Given problem | Reproduce verbatim only the lines from the one containing "cover plate in the photo above." through the last line below, both included.

Items from a dataset |
[START]

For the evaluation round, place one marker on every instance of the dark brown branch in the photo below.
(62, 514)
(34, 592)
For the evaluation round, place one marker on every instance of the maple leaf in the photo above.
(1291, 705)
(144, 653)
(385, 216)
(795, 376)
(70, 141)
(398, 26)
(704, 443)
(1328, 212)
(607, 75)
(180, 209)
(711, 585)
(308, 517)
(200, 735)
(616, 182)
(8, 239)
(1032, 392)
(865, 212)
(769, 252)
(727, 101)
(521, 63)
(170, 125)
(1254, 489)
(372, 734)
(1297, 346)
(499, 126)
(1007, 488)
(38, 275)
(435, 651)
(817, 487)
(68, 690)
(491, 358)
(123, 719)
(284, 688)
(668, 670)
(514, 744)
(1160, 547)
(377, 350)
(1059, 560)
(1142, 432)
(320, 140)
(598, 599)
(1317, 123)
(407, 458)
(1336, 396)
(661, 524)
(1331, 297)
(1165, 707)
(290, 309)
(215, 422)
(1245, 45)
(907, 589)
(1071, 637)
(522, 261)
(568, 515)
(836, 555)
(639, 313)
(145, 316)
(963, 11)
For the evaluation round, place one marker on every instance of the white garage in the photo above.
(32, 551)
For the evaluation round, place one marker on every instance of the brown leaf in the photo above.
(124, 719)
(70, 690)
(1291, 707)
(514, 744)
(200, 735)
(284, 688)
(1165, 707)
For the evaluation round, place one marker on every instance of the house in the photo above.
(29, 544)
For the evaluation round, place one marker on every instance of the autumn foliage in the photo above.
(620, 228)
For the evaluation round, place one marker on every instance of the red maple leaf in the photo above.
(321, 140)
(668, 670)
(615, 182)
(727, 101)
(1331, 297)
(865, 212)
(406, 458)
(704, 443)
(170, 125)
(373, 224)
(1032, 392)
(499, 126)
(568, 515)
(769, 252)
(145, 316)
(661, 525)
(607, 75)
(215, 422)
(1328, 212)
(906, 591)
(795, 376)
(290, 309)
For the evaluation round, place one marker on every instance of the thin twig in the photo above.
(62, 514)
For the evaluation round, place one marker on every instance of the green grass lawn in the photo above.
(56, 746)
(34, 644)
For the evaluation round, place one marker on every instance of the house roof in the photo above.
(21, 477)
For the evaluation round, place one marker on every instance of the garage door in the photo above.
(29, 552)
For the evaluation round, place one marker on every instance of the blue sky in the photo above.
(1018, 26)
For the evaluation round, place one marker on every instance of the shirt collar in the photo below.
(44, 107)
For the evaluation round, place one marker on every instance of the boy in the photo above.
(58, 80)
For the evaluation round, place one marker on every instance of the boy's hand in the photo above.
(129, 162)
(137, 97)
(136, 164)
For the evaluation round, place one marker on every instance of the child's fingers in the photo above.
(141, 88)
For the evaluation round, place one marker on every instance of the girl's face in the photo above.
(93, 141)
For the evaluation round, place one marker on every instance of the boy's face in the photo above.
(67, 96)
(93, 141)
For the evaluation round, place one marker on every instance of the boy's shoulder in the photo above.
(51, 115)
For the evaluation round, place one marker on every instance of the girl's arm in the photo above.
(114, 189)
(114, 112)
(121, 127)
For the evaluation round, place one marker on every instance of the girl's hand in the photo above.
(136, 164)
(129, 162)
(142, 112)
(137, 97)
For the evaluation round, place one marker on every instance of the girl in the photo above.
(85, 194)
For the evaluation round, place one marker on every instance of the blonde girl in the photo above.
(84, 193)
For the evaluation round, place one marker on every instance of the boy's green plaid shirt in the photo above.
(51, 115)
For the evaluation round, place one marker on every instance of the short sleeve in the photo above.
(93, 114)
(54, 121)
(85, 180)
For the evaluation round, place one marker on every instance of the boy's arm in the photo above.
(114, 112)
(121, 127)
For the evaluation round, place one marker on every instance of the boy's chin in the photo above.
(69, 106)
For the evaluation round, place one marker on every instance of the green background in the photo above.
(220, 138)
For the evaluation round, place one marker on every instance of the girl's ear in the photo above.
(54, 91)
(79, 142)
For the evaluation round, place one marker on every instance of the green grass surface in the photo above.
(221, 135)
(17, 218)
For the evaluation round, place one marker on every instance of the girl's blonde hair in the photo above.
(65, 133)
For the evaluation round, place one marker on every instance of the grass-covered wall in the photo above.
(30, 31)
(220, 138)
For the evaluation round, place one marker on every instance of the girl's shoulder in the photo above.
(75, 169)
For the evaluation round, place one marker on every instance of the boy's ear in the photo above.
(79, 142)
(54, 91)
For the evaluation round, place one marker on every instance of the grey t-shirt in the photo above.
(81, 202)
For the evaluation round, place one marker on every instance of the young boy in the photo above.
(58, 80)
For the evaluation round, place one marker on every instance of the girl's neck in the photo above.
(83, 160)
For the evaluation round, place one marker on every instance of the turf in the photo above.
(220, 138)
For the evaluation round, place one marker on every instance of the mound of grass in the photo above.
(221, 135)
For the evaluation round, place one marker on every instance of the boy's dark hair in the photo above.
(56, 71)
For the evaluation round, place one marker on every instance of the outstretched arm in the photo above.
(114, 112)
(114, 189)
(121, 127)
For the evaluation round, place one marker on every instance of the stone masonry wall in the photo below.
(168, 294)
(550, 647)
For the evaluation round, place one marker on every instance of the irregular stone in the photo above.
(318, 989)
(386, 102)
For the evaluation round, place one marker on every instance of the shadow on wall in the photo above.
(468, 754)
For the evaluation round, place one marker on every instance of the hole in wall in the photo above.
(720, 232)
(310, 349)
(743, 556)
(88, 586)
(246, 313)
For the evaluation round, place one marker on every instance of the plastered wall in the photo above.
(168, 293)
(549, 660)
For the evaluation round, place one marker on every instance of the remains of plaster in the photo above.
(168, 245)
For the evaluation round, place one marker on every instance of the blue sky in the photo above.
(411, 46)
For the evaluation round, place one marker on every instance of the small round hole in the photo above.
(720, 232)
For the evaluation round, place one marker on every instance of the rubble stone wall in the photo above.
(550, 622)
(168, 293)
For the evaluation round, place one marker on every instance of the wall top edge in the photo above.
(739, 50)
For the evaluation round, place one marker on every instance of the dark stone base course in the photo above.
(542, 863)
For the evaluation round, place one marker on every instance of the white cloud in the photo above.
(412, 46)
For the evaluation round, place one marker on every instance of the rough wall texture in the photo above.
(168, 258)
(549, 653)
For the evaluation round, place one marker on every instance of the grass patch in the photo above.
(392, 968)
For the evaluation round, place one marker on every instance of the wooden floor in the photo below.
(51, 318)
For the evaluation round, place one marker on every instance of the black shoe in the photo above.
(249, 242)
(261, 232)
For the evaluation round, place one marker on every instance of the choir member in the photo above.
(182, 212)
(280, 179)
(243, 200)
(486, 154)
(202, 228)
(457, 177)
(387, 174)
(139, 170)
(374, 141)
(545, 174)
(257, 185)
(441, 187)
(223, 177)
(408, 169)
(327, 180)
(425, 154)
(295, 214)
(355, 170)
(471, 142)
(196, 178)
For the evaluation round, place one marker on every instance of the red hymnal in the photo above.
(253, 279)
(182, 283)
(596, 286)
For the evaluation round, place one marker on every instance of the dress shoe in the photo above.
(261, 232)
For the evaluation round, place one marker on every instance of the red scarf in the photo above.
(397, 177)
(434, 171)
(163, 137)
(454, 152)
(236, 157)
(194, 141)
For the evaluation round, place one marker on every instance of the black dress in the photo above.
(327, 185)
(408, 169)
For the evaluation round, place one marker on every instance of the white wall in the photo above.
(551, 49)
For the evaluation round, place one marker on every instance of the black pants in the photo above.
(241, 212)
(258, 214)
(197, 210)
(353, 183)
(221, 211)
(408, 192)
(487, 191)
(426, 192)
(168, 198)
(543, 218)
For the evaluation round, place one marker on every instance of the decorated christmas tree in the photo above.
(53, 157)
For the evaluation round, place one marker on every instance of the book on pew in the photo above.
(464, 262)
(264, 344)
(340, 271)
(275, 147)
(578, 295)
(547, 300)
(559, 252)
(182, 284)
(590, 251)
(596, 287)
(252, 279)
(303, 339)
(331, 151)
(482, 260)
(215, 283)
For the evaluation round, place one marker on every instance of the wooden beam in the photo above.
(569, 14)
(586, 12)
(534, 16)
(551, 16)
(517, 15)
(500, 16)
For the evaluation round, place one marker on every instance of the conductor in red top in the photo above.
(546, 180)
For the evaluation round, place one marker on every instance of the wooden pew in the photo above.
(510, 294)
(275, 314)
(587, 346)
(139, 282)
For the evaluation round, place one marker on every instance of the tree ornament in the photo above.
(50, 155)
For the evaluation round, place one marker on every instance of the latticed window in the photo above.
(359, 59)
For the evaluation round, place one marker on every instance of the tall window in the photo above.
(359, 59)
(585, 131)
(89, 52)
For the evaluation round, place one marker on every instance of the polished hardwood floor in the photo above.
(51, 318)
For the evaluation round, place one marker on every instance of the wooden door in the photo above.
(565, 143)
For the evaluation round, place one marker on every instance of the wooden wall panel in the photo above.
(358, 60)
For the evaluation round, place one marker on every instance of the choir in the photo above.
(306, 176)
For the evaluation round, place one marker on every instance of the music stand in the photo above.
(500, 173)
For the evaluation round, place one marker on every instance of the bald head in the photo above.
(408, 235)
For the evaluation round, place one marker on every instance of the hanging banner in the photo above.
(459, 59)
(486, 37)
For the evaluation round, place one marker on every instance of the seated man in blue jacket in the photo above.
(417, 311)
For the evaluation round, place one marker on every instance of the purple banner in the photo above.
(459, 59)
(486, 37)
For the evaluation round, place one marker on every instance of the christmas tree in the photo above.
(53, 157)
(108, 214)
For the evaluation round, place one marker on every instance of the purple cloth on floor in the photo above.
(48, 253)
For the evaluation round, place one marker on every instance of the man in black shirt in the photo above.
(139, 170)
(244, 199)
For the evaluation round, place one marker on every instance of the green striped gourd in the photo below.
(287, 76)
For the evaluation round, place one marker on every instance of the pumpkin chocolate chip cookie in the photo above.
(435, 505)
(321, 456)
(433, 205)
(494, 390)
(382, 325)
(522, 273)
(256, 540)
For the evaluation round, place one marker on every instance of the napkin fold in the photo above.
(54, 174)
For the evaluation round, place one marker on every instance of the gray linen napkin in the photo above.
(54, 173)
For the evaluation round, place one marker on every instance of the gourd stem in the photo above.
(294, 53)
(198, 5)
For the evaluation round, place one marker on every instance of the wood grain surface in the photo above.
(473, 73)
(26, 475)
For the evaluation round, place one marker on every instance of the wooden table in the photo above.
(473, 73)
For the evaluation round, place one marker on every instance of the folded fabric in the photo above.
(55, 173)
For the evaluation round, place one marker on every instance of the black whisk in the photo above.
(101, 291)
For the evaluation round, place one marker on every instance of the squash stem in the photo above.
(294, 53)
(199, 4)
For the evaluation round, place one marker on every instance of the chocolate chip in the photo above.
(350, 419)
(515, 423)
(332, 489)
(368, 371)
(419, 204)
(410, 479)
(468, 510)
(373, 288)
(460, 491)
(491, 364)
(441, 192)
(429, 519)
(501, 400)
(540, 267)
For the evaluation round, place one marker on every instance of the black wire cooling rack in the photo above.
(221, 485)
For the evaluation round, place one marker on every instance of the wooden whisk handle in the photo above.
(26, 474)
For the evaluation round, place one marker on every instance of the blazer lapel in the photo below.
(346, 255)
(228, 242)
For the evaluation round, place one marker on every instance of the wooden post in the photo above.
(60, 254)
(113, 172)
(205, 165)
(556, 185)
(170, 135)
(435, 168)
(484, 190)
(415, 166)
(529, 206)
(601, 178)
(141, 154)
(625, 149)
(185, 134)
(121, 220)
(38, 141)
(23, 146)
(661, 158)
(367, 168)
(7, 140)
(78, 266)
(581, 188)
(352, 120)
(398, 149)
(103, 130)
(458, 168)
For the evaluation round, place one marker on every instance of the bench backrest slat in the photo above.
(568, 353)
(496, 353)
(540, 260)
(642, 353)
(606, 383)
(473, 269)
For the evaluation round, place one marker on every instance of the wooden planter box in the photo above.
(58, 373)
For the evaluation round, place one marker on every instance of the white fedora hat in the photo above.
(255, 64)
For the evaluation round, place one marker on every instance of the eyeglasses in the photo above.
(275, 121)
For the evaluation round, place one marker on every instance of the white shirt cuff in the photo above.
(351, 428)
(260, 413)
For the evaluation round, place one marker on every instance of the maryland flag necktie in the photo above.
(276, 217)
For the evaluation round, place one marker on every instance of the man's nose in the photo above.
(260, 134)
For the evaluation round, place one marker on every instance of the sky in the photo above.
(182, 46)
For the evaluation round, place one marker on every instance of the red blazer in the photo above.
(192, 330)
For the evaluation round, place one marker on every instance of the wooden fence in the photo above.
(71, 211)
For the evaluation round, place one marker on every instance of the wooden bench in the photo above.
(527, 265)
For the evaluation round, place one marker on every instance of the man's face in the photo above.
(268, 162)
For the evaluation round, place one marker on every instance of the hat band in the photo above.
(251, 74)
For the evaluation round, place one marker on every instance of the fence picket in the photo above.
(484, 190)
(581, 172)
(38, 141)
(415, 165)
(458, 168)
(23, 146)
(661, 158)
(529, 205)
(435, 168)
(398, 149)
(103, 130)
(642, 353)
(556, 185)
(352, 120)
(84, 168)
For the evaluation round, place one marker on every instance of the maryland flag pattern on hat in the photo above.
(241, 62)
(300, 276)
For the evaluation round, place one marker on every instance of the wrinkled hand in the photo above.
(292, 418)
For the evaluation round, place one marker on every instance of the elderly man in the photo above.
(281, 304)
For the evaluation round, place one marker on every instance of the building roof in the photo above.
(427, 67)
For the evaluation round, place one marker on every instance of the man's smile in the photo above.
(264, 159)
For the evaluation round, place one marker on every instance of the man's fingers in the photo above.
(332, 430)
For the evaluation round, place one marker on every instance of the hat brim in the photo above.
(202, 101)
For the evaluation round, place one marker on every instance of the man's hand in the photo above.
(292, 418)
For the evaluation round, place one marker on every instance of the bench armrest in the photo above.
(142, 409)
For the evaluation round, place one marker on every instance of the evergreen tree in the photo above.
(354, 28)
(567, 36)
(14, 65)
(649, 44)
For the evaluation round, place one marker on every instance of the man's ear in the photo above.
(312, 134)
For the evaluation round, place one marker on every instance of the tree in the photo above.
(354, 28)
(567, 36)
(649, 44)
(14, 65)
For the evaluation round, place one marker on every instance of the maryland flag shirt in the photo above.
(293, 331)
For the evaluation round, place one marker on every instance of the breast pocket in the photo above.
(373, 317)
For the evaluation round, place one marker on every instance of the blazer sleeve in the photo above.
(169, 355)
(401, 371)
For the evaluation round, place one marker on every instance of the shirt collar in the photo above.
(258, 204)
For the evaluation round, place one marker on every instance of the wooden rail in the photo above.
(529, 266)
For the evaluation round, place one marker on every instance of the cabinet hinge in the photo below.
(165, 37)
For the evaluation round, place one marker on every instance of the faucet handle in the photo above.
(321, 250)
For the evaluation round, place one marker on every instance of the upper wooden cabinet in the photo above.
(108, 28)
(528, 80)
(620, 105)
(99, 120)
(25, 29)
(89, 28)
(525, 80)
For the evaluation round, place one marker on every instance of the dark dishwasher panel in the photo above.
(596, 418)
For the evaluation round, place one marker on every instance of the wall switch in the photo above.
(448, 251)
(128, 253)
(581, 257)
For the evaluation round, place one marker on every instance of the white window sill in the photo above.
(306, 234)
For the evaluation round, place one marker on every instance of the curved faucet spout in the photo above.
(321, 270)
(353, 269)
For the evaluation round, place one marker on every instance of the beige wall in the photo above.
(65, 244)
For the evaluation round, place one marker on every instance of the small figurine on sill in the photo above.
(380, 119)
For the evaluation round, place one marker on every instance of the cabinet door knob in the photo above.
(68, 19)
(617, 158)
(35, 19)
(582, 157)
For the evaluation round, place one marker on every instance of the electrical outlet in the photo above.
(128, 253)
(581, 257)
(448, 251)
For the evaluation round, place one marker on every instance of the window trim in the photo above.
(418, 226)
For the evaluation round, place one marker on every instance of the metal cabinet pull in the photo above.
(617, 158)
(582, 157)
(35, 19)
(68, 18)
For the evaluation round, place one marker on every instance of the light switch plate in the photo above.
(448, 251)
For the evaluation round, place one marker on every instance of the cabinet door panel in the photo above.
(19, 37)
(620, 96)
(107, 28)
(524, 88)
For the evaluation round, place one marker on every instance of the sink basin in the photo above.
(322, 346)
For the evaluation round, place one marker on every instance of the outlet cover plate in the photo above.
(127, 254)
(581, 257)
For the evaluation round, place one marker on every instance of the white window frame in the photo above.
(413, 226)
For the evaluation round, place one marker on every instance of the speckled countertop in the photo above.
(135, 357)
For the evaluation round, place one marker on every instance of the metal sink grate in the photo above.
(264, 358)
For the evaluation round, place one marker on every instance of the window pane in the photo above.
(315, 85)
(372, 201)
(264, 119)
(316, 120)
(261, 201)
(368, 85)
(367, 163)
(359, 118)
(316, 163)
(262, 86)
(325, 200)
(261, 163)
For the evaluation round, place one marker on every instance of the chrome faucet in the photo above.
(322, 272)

[END]

Exercise solution |
For the evaluation round, place one marker on every instance of the outlet cover plate in the photo above.
(127, 254)
(581, 257)
For the evaluation round, place one marker on every instance of the white window frame in the photo above.
(413, 226)
For the evaluation round, place one marker on every instance of the speckled countertop in the photo above.
(135, 357)
For the evaluation round, place one marker on every instance of the metal sink grate in the photo above.
(264, 358)
For the evaluation round, place one marker on every instance of the window pane in the photo above.
(315, 85)
(372, 201)
(264, 119)
(316, 120)
(261, 201)
(368, 85)
(367, 163)
(359, 118)
(316, 163)
(262, 86)
(325, 200)
(261, 163)
For the evaluation round, place one marker on every instance of the chrome faucet in the photo above.
(322, 272)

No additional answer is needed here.